◆ **Instructions for the task**
Take each line of the listing that has the string "appear" and report it.

◆ **Material to process**
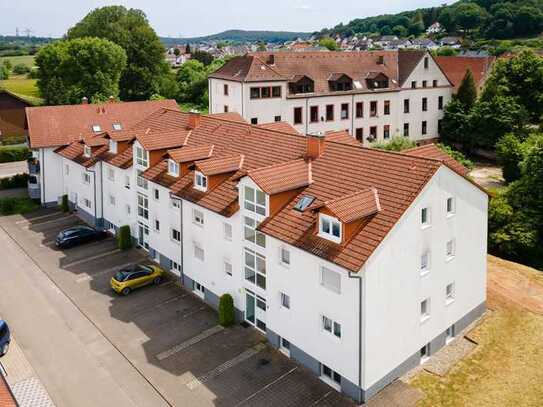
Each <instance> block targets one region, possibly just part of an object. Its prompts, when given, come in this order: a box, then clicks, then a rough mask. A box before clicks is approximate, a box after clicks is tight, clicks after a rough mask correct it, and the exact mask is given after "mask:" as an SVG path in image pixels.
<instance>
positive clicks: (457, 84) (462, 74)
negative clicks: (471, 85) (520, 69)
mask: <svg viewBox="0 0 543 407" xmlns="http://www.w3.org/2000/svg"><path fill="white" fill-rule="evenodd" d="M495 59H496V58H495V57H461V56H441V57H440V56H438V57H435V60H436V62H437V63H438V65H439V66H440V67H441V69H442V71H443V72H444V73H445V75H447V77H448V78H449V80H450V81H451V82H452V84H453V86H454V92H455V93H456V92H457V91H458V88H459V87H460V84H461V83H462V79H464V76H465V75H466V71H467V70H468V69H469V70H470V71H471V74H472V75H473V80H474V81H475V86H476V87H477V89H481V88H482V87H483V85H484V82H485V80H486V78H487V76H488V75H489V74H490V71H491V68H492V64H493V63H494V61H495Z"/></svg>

==

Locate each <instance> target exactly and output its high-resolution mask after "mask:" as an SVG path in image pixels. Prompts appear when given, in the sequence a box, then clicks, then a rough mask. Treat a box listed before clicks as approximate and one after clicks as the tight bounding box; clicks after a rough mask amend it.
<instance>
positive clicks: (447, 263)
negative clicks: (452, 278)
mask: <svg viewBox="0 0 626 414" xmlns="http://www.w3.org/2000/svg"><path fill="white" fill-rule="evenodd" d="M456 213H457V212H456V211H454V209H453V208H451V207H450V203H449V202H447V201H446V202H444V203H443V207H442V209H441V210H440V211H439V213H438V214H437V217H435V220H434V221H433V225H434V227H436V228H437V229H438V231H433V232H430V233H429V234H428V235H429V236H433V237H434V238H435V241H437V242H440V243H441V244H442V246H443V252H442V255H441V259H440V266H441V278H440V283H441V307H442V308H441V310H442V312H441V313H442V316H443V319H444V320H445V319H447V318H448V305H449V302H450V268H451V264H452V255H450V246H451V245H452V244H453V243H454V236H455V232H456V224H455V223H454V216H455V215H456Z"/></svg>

...

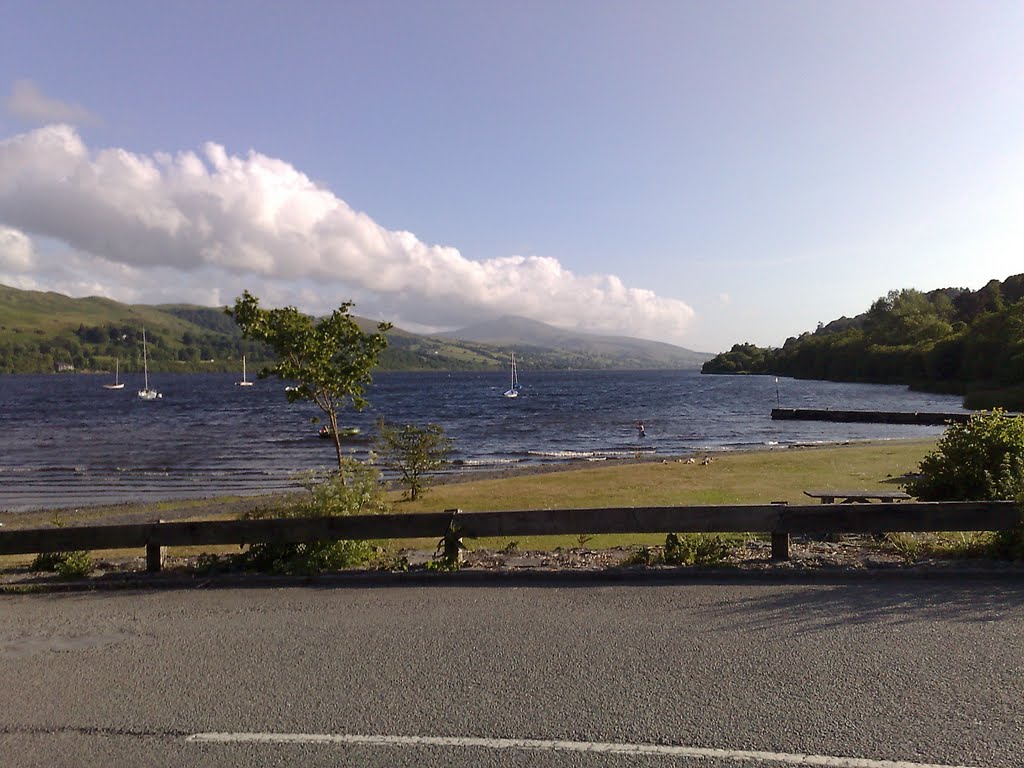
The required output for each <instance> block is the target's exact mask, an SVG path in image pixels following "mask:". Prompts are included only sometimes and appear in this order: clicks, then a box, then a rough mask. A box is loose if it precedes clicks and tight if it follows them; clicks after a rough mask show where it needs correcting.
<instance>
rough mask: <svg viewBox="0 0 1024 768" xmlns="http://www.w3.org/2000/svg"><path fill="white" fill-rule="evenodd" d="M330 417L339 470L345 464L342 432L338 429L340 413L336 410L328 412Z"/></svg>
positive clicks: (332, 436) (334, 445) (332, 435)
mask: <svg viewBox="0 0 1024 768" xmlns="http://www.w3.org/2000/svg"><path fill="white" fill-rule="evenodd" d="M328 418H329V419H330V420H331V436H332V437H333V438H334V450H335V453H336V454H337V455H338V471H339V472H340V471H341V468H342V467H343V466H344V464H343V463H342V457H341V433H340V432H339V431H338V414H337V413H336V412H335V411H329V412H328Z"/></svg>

◆ **Solution**
Locate each <instance> target exactly and output its high-resolution mask after "mask:" as an SVG path in image pixels. Prompts appear when given, in the sequence a box, then clicks, then a rough mask. Treat a box listed before clicks as approximate and one after clicks as the tight bounding box; clicks after a rough mask amend it.
The required output for each <instance> block is the target's exact mask, an SVG path in image pixels following "mask:". Prompts are included only sometimes and appear in this order: clicks, then a box, then a rough mask. A box is loose if it precedes clicks and tight if it follows them; clicks after a rough mask show where it needs correcting.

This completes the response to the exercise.